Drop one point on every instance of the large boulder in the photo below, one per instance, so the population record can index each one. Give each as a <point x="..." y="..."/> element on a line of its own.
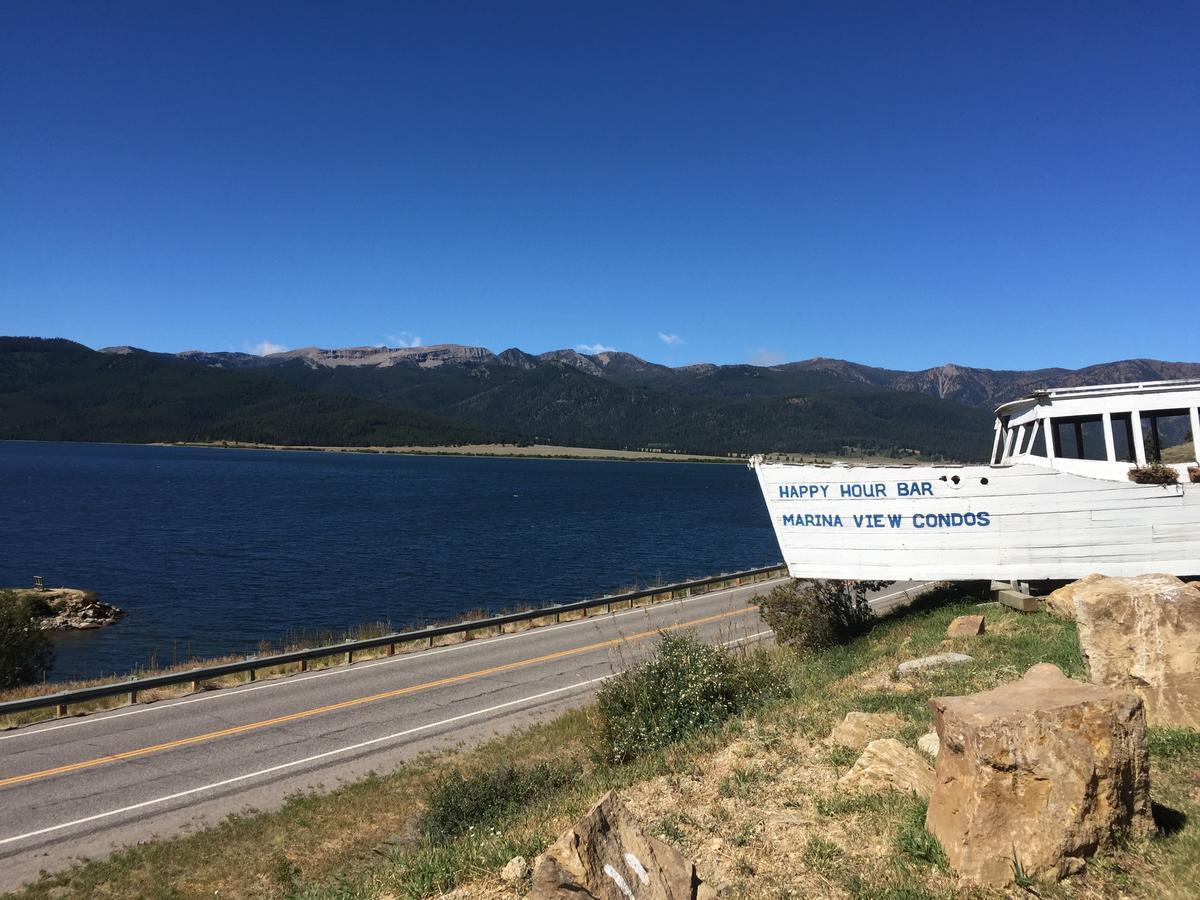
<point x="609" y="856"/>
<point x="887" y="765"/>
<point x="1141" y="635"/>
<point x="1041" y="773"/>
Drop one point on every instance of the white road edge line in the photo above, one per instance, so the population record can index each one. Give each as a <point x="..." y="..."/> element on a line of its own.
<point x="300" y="678"/>
<point x="324" y="755"/>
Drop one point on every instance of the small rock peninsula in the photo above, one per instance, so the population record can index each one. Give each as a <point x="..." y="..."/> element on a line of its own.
<point x="69" y="609"/>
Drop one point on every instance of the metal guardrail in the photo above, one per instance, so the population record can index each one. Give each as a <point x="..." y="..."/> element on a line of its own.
<point x="63" y="700"/>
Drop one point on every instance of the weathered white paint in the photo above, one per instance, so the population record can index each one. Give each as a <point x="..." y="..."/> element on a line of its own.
<point x="619" y="881"/>
<point x="635" y="865"/>
<point x="1025" y="517"/>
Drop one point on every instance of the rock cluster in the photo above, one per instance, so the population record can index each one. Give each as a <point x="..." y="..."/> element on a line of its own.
<point x="858" y="730"/>
<point x="887" y="765"/>
<point x="1037" y="775"/>
<point x="966" y="627"/>
<point x="936" y="661"/>
<point x="76" y="610"/>
<point x="1140" y="635"/>
<point x="609" y="856"/>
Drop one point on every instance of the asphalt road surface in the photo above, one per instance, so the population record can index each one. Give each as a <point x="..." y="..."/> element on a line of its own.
<point x="82" y="787"/>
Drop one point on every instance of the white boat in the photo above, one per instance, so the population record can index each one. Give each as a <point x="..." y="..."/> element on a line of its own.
<point x="1056" y="502"/>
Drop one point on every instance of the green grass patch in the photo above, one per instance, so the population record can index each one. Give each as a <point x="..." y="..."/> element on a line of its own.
<point x="687" y="687"/>
<point x="1168" y="743"/>
<point x="462" y="802"/>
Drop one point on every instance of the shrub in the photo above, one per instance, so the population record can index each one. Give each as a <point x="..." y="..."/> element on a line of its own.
<point x="1153" y="473"/>
<point x="815" y="615"/>
<point x="687" y="687"/>
<point x="460" y="802"/>
<point x="25" y="654"/>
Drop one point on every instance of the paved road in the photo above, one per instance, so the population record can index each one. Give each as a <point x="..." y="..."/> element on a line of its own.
<point x="85" y="786"/>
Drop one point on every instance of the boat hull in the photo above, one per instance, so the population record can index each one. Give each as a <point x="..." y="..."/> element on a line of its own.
<point x="964" y="522"/>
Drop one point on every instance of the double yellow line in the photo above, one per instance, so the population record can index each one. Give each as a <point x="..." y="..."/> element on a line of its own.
<point x="358" y="701"/>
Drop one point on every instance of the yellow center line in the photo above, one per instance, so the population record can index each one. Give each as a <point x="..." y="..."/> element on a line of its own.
<point x="358" y="701"/>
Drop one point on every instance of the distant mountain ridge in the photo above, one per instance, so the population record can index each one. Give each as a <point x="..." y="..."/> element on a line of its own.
<point x="964" y="384"/>
<point x="450" y="394"/>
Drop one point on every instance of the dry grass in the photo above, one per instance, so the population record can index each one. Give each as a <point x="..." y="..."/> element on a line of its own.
<point x="755" y="803"/>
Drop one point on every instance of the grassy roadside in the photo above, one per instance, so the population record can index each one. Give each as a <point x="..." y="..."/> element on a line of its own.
<point x="754" y="799"/>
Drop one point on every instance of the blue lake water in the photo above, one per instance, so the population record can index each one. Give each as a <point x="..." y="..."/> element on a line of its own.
<point x="213" y="551"/>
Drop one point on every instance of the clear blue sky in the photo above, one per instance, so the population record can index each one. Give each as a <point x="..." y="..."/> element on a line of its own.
<point x="909" y="184"/>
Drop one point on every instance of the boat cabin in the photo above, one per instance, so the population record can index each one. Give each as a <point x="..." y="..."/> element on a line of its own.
<point x="1102" y="430"/>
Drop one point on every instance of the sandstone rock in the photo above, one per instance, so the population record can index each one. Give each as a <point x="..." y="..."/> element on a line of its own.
<point x="515" y="870"/>
<point x="883" y="682"/>
<point x="609" y="856"/>
<point x="929" y="744"/>
<point x="858" y="730"/>
<point x="965" y="627"/>
<point x="937" y="659"/>
<point x="1047" y="768"/>
<point x="1061" y="603"/>
<point x="1141" y="635"/>
<point x="888" y="765"/>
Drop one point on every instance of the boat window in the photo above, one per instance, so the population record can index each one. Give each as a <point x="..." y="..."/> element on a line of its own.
<point x="1025" y="439"/>
<point x="1041" y="447"/>
<point x="1168" y="435"/>
<point x="1080" y="437"/>
<point x="1001" y="442"/>
<point x="1122" y="437"/>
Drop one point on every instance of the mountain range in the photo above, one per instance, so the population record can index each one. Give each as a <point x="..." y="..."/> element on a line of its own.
<point x="453" y="394"/>
<point x="964" y="384"/>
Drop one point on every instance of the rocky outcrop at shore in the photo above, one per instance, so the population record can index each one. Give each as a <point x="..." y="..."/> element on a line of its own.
<point x="1140" y="635"/>
<point x="69" y="609"/>
<point x="1036" y="775"/>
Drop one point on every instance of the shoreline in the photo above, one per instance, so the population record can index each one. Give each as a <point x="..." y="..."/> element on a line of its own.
<point x="507" y="451"/>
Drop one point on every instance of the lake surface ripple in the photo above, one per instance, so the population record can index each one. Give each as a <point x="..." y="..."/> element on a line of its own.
<point x="213" y="551"/>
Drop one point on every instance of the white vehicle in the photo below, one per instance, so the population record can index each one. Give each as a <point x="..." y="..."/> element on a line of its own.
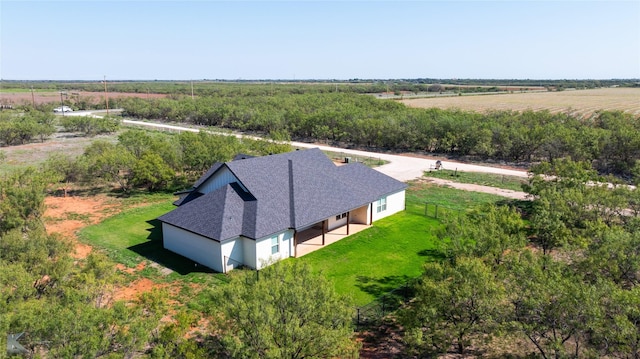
<point x="62" y="109"/>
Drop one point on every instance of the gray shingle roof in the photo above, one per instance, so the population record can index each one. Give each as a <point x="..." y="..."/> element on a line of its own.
<point x="289" y="190"/>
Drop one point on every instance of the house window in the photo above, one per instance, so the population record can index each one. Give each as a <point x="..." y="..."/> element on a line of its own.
<point x="275" y="245"/>
<point x="381" y="205"/>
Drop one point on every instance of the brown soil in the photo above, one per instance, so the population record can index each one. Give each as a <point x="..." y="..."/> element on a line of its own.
<point x="135" y="288"/>
<point x="67" y="215"/>
<point x="18" y="98"/>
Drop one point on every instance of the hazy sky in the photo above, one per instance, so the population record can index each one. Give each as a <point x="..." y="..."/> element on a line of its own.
<point x="192" y="40"/>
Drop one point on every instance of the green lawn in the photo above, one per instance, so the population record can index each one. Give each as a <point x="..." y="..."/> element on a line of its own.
<point x="363" y="266"/>
<point x="379" y="259"/>
<point x="135" y="235"/>
<point x="486" y="179"/>
<point x="375" y="261"/>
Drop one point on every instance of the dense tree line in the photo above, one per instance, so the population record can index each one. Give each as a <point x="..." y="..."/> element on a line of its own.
<point x="564" y="277"/>
<point x="361" y="86"/>
<point x="153" y="160"/>
<point x="27" y="125"/>
<point x="608" y="139"/>
<point x="20" y="128"/>
<point x="65" y="307"/>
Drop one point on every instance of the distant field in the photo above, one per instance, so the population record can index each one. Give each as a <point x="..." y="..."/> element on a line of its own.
<point x="20" y="96"/>
<point x="581" y="103"/>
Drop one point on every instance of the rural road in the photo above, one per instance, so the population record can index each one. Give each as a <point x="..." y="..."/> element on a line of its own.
<point x="402" y="168"/>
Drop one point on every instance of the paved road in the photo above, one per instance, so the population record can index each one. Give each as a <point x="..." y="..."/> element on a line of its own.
<point x="403" y="168"/>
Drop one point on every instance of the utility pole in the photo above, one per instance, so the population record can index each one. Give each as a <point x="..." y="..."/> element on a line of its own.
<point x="61" y="103"/>
<point x="106" y="97"/>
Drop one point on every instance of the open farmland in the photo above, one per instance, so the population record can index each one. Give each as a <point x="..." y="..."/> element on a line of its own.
<point x="580" y="103"/>
<point x="14" y="97"/>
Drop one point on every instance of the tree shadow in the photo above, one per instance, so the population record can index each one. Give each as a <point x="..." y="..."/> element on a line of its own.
<point x="432" y="253"/>
<point x="380" y="286"/>
<point x="154" y="251"/>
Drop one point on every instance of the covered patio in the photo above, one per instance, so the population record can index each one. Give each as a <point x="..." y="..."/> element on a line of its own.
<point x="311" y="239"/>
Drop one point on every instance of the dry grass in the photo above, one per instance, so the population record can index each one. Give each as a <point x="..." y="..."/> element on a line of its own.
<point x="581" y="103"/>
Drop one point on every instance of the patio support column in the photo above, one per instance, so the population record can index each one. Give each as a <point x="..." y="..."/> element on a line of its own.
<point x="295" y="243"/>
<point x="323" y="230"/>
<point x="371" y="214"/>
<point x="348" y="220"/>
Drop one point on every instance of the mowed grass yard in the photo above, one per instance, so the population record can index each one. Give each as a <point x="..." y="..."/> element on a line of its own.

→ What to work on
Write out again, exactly, the lines from the one holding "Drop one point on every instance of the patio" through the end of the listing, with both ends included.

→ Solution below
Drop one point on every instance of the patio support column in the photo above, one per instance, so the population record can index each one. Give each as a <point x="..." y="..."/> element on a line of its own.
<point x="295" y="243"/>
<point x="323" y="230"/>
<point x="371" y="214"/>
<point x="348" y="220"/>
Drop one point on every instance of the mowed grass yard in the photo above, one per instance, so the population record can index each one. Give each as a <point x="..." y="..."/> element on a line of its own.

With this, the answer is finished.